* _Task goal_:
Answer these questions using the text on gender-inclusive science teaching.
(a) By the teenage years, what percentage of young people identify as LGBT?
(b) Which commonly taught biology topics does the text say overlap with social ideas of gender identity and sexuality?
(c) In what month and year is the text dated?

* _Text excerpt_:
Segment Open
How do we present gender, sex, and sexuality as part of inclusive and accurate science teaching?
- Science educators should leverage students’ curiosity about human experience to create an inclusive community that supports all kinds of learning and development.
- District staff & PD providers should explicitly communicate and provide training to help educators, students, and families understand these topics.
- Administrators should seek out more diverse representations of gender and sexuality across content areas in ways that reflect student and community interest.
What Is The Issue?
Social ideas of gender identity and sexuality overlap with many commonly taught biology topics, including genetics, reproduction, sexual selection, and anatomy and physiology. Most teachers will need to learn more about these topics to address them accurately and inclusively. Educators can help students build more complete views of both science and society by addressing the diversity and fluidity of sex, gender, and sexuality in both human and non-human species. These approaches help support a more full sense of belonging for gender-diverse students in science education and are an important learning focus for all members of society.
Authors:
BY SAM LONG, LEWIS STELLER, & RIVER X. SUH (GENDERINCLUSIVEBIOLOGY.COM) AND KATY BUTLER & KIERAN SLATTERY (GENDER INCLUSIVE CLASSROOMS) | JUNE 2021
REFLECTION QUESTIONS
- How did you come to understand gender and sex as a young person? How can you expand your thinking to provide an inclusive education for students?
- How comfortable or familiar are you with LGBTQ+ terminology? How can you establish foundational language in your classroom while also acknowledging continual changes in language that your students may use in their everyday lives?
Things To Consider
- All students have questions about gender and sex, regardless of their own age or identities. Humans naturally learn about gender starting in early childhood. By the teenage years, 9.5% of young people identify as LGBT, and many more know somebody who is 2SLGBTQ+.1
- Exposure to inclusive curriculum is correlated with positive outcomes for LGBTQ+ students including increased attendance (Fig. 2.9), more positive relationships with teachers, and increased peer acceptance (Fig. 2.12). LGBTQ+ students exposed to inclusive STEM curricula were more likely to choose a STEM major in college (p. 71).
Attending to Equity
- Teaching the complex truth about gender prepares all students to be responsible and informed community members. People who learn about both biological and environmental influences on gender show less prejudice against transgender people.
- Work with your students to identify what inclusive language works developmentally and culturally for your group. Make space for linguistic diversity and Indigenous and non-Eurocentric perspectives on gender, biology, and identity.
Segment Closed
* _Data extracts_:
Segment Open
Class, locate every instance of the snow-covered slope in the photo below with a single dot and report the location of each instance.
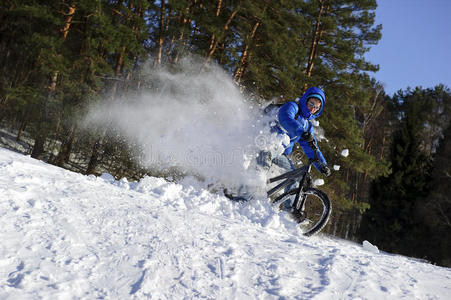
(65, 235)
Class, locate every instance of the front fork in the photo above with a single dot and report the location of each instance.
(299, 200)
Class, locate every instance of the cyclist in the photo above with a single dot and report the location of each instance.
(295, 121)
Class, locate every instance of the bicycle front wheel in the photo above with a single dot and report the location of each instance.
(317, 209)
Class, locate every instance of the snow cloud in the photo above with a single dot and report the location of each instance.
(197, 121)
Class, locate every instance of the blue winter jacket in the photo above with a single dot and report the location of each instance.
(296, 126)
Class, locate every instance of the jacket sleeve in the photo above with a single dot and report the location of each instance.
(287, 119)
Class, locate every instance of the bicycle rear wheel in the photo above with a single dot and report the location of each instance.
(316, 212)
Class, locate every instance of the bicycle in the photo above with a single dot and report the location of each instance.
(312, 207)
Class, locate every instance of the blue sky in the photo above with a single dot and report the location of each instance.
(415, 49)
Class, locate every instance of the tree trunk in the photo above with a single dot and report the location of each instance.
(98, 145)
(38, 148)
(214, 41)
(66, 147)
(238, 74)
(161, 37)
(316, 38)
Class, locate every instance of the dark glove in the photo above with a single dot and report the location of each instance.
(307, 136)
(325, 171)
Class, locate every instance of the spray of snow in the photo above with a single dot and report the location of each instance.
(199, 122)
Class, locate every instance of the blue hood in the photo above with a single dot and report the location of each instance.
(312, 92)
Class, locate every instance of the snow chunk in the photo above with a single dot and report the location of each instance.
(345, 153)
(369, 247)
(318, 182)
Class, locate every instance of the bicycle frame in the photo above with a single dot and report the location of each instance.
(305, 181)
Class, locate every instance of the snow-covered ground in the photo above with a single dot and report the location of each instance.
(64, 235)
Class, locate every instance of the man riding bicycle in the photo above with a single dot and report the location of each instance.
(295, 121)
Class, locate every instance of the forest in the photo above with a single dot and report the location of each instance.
(60, 56)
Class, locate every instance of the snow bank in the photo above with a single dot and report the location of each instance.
(65, 235)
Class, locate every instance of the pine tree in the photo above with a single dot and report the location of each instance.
(391, 222)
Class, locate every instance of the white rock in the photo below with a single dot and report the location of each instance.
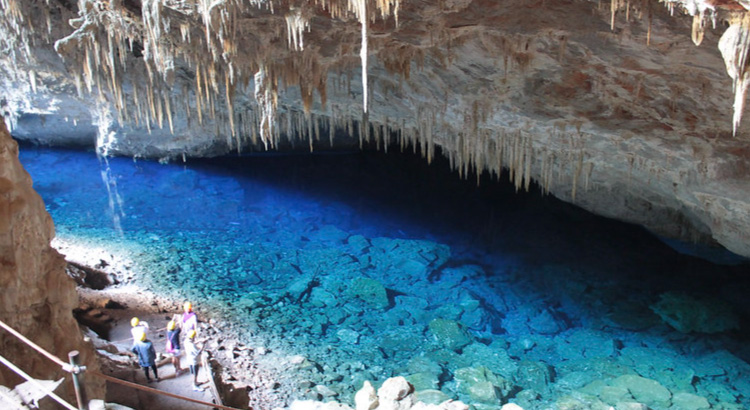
(395, 388)
(366, 399)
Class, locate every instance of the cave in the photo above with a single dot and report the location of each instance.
(534, 204)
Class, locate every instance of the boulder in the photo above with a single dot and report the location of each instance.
(534, 375)
(430, 397)
(481, 385)
(450, 334)
(369, 291)
(689, 401)
(689, 314)
(647, 391)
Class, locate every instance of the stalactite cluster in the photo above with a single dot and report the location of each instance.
(236, 64)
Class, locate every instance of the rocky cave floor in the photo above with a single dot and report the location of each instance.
(312, 281)
(105, 314)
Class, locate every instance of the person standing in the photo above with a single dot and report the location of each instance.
(137, 328)
(193, 353)
(173, 345)
(144, 350)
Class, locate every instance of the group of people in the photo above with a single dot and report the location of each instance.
(144, 349)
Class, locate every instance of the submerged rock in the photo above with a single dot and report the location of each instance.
(647, 391)
(689, 314)
(369, 291)
(450, 334)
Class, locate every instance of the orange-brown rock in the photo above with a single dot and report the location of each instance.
(37, 296)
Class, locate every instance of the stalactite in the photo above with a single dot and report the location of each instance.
(296, 24)
(734, 45)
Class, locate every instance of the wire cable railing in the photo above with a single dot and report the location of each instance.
(74, 369)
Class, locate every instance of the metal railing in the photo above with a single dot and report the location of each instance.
(75, 370)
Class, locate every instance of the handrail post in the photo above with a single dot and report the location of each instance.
(78, 382)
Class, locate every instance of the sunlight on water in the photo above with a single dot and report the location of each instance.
(373, 266)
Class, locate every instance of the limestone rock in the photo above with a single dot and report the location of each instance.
(688, 314)
(646, 391)
(38, 296)
(481, 385)
(689, 401)
(370, 291)
(534, 375)
(366, 398)
(434, 397)
(395, 388)
(450, 333)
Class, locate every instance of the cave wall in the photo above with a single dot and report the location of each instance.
(38, 297)
(627, 109)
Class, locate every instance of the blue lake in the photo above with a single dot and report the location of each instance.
(374, 265)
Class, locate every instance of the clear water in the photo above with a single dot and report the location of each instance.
(557, 304)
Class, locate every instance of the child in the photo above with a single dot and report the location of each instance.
(189, 319)
(144, 349)
(173, 345)
(193, 354)
(138, 328)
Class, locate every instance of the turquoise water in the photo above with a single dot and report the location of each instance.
(372, 266)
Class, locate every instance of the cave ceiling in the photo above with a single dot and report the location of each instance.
(631, 109)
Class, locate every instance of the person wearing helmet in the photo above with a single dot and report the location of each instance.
(173, 345)
(193, 353)
(138, 327)
(144, 350)
(189, 319)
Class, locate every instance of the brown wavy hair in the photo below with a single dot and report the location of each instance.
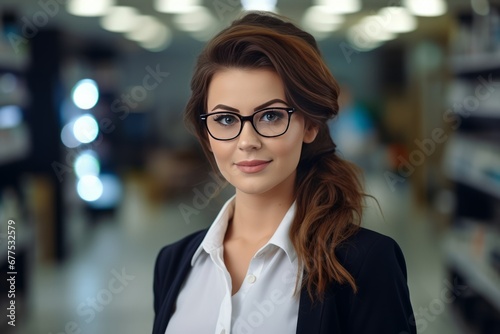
(328, 190)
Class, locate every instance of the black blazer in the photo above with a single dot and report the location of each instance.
(381, 306)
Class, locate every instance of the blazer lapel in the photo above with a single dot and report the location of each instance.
(310, 315)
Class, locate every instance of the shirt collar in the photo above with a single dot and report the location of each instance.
(215, 235)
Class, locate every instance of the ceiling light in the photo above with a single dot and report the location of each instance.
(160, 41)
(85, 8)
(375, 28)
(360, 41)
(197, 19)
(85, 94)
(145, 28)
(267, 5)
(398, 19)
(175, 6)
(426, 7)
(340, 6)
(317, 19)
(120, 19)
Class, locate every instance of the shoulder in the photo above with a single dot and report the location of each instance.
(367, 250)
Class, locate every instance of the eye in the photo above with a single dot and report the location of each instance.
(225, 119)
(273, 115)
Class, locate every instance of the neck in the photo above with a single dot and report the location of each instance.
(257, 217)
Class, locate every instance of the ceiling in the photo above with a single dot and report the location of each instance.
(90, 26)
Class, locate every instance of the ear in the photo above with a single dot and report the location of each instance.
(310, 133)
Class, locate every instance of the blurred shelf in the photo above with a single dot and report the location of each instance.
(470, 64)
(475, 269)
(15, 144)
(475, 163)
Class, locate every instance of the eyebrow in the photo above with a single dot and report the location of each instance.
(266, 104)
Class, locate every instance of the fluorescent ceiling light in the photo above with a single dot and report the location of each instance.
(175, 6)
(340, 6)
(361, 41)
(85, 94)
(318, 19)
(87, 8)
(197, 19)
(375, 29)
(268, 5)
(160, 41)
(426, 7)
(397, 19)
(120, 19)
(145, 29)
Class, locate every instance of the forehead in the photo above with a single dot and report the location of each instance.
(244, 88)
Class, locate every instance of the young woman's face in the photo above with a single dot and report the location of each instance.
(251, 163)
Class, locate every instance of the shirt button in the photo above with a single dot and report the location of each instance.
(251, 279)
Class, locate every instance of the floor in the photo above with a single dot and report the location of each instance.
(106, 285)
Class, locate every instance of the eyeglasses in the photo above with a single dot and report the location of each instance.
(268, 122)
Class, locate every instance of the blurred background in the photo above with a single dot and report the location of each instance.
(97, 171)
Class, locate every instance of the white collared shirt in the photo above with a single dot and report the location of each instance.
(265, 302)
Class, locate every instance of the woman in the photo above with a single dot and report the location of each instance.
(286, 253)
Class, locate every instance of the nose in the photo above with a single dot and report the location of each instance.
(249, 139)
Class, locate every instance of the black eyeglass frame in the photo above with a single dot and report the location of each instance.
(249, 118)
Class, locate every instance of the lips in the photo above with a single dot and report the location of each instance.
(252, 166)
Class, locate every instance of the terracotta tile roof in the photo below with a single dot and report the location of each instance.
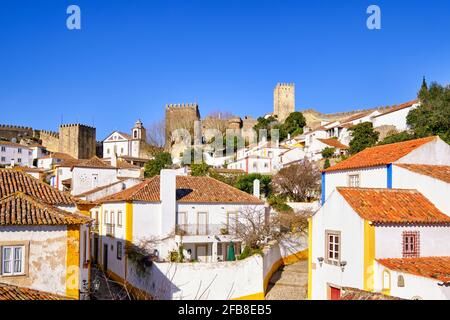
(58, 155)
(25, 210)
(356, 294)
(226, 170)
(393, 206)
(437, 268)
(68, 163)
(335, 143)
(98, 189)
(399, 107)
(10, 292)
(29, 169)
(438, 172)
(12, 181)
(13, 144)
(94, 162)
(189, 189)
(380, 155)
(357, 116)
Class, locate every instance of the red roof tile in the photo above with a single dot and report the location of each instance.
(10, 292)
(356, 294)
(335, 143)
(393, 206)
(25, 210)
(189, 189)
(380, 155)
(12, 181)
(399, 107)
(437, 268)
(438, 172)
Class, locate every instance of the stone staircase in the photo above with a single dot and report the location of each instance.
(289, 282)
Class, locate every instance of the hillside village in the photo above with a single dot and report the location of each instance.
(291, 205)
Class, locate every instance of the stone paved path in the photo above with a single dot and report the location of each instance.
(289, 283)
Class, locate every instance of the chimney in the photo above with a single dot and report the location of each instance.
(114, 158)
(256, 186)
(167, 193)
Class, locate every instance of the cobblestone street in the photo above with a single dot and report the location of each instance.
(289, 282)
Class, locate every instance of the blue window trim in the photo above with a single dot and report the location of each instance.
(323, 188)
(389, 176)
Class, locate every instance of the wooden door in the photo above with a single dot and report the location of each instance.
(335, 293)
(105, 257)
(202, 253)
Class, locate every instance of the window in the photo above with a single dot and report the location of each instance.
(353, 180)
(119, 218)
(411, 244)
(105, 217)
(12, 260)
(94, 180)
(119, 250)
(333, 246)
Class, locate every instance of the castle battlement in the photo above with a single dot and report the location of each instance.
(10, 126)
(182, 105)
(71, 125)
(282, 84)
(49, 133)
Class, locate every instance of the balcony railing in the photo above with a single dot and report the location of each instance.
(94, 227)
(109, 229)
(204, 229)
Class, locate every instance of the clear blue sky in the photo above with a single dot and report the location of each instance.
(132, 57)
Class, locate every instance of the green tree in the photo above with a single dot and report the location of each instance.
(363, 136)
(153, 167)
(201, 169)
(294, 123)
(245, 183)
(432, 117)
(328, 152)
(268, 124)
(327, 164)
(397, 137)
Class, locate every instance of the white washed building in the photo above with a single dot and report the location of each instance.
(14, 154)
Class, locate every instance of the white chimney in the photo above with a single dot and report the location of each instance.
(168, 185)
(256, 186)
(114, 158)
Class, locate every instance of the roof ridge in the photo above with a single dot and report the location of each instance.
(229, 186)
(41, 183)
(42, 205)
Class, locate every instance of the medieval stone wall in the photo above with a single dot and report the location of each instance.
(50, 140)
(10, 131)
(283, 100)
(77, 140)
(180, 116)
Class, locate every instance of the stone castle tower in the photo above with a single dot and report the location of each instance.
(77, 140)
(283, 100)
(180, 116)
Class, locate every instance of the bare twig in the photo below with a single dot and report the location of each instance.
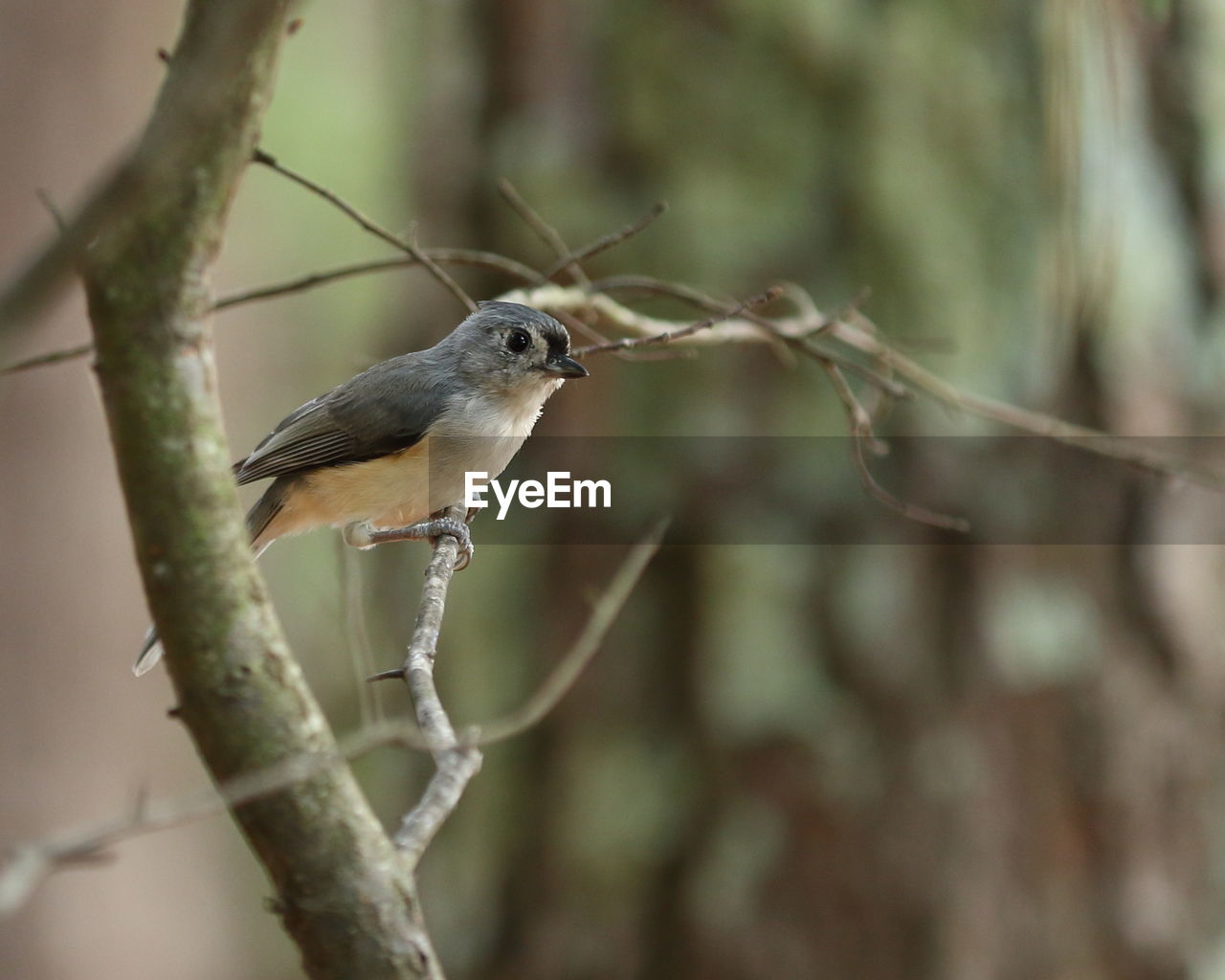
(442, 256)
(42, 360)
(32, 861)
(861, 432)
(544, 231)
(410, 246)
(607, 241)
(445, 256)
(746, 329)
(456, 764)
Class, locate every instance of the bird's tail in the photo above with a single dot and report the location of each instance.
(257, 523)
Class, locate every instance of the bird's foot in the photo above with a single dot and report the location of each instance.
(363, 536)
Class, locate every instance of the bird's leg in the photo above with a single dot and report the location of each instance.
(362, 534)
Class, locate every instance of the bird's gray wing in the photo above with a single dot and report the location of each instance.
(383, 411)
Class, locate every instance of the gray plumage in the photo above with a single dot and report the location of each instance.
(357, 455)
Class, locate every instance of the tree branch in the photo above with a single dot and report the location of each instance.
(342, 892)
(30, 862)
(407, 245)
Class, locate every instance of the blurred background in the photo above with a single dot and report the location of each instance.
(942, 758)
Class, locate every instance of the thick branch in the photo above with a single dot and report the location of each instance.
(341, 889)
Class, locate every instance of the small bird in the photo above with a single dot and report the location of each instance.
(380, 454)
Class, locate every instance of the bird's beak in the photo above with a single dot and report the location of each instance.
(563, 366)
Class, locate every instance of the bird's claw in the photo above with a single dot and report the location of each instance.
(457, 529)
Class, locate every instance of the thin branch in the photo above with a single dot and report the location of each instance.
(455, 764)
(32, 861)
(544, 231)
(42, 360)
(475, 257)
(568, 669)
(746, 329)
(442, 256)
(607, 241)
(861, 432)
(410, 246)
(672, 336)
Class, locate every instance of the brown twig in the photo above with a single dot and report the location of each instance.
(442, 256)
(861, 432)
(607, 241)
(568, 669)
(42, 360)
(410, 246)
(666, 337)
(32, 861)
(544, 231)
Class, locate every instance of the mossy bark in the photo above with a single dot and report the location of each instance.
(342, 889)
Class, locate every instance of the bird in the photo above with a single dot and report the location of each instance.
(383, 452)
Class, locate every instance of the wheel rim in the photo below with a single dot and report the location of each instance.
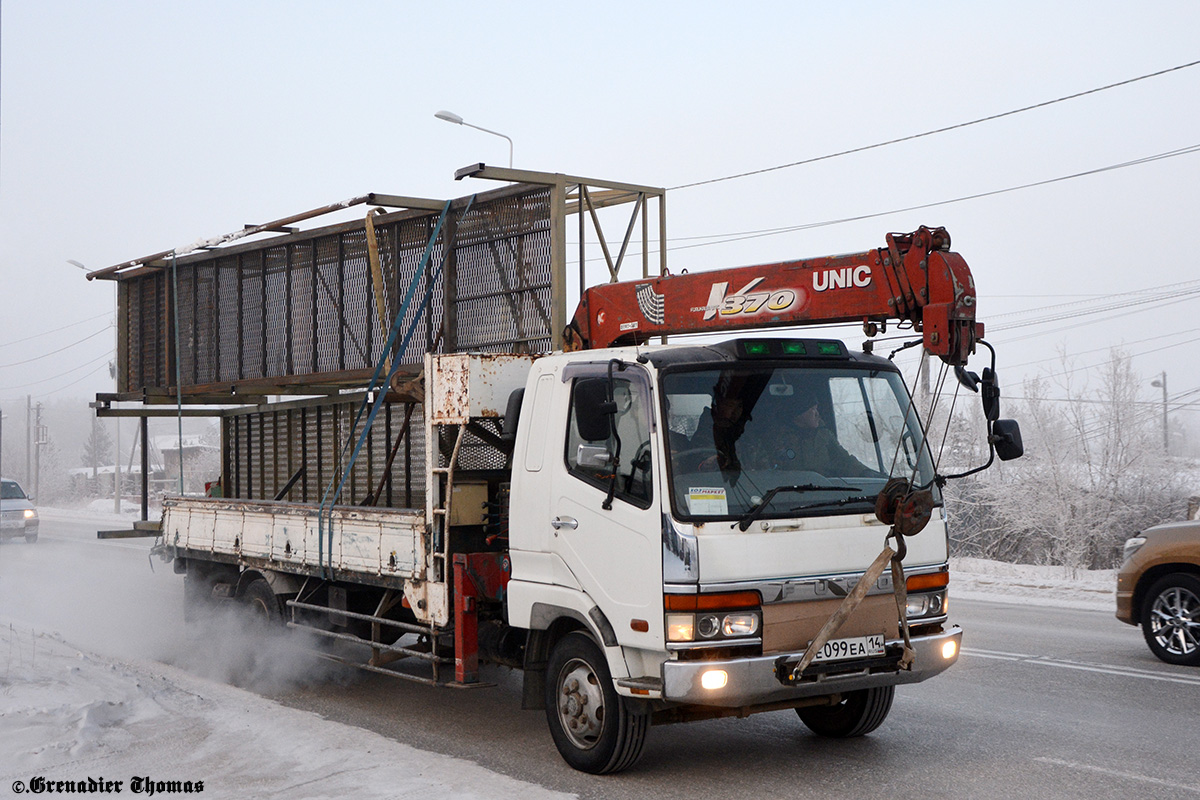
(580, 703)
(1175, 623)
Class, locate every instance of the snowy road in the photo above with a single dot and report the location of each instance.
(1047, 702)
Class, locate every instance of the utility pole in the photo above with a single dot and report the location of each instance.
(39, 440)
(1167, 440)
(29, 439)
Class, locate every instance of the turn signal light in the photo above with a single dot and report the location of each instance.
(709, 602)
(927, 582)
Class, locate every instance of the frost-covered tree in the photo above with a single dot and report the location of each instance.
(1092, 475)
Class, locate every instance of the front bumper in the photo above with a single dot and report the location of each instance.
(753, 681)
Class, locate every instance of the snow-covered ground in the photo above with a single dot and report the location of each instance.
(69, 714)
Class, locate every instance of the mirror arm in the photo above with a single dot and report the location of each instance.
(612, 432)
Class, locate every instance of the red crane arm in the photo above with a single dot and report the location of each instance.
(915, 277)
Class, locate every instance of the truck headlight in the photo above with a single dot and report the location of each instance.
(713, 618)
(931, 603)
(681, 627)
(735, 625)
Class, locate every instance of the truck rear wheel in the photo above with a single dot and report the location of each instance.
(593, 727)
(262, 603)
(858, 714)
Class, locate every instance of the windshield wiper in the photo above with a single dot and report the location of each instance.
(744, 523)
(844, 501)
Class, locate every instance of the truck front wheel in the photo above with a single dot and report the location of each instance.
(859, 713)
(593, 727)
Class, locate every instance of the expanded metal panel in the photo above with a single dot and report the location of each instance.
(475, 452)
(307, 307)
(264, 450)
(144, 301)
(504, 289)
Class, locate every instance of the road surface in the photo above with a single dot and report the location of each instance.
(1044, 702)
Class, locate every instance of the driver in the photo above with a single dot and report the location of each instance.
(808, 444)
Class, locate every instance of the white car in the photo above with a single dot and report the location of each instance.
(18, 517)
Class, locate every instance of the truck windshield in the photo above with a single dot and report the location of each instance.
(11, 491)
(831, 437)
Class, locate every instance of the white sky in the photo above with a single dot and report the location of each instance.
(131, 127)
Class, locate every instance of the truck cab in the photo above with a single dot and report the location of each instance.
(699, 512)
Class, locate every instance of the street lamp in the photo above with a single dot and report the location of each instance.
(117, 445)
(450, 116)
(1162, 382)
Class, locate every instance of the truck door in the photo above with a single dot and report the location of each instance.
(606, 525)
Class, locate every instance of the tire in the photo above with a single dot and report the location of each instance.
(264, 608)
(858, 714)
(607, 735)
(1170, 619)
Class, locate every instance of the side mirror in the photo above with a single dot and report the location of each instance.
(593, 456)
(990, 395)
(1006, 437)
(969, 380)
(593, 409)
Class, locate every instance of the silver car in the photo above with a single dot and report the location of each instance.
(18, 517)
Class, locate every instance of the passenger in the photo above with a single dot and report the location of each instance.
(719, 427)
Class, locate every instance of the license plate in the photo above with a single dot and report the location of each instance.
(858, 647)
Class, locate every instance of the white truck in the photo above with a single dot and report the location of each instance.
(660, 533)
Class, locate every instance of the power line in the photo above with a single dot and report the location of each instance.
(1163, 293)
(84, 377)
(61, 374)
(1163, 301)
(45, 355)
(1151, 338)
(1173, 287)
(935, 131)
(721, 239)
(35, 336)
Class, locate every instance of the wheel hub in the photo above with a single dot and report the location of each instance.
(581, 704)
(1175, 625)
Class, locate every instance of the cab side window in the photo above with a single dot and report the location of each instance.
(611, 440)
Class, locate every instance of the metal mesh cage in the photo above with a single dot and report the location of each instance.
(264, 450)
(306, 310)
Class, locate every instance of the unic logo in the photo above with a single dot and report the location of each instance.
(745, 300)
(843, 278)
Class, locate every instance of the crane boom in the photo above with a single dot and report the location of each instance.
(913, 278)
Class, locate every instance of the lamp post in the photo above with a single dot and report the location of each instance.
(117, 445)
(450, 116)
(1162, 382)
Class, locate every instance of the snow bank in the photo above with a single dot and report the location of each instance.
(1039, 585)
(70, 715)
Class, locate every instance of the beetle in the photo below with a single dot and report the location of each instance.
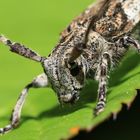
(89, 47)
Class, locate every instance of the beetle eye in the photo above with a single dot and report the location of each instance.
(74, 70)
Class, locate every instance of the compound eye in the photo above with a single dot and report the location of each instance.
(74, 69)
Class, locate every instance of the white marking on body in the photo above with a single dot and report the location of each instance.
(132, 10)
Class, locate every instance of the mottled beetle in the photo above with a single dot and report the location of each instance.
(88, 48)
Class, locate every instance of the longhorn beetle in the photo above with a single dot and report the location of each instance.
(89, 47)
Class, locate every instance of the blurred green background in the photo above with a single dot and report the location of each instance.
(36, 24)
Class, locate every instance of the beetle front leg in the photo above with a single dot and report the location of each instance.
(39, 81)
(129, 41)
(101, 76)
(21, 49)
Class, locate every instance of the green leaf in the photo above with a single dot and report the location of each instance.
(42, 116)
Segment Closed
* _Solution for this problem_:
(a) 9.5%
(b) Genetics, reproduction, sexual selection, and anatomy and physiology
(c) June 2021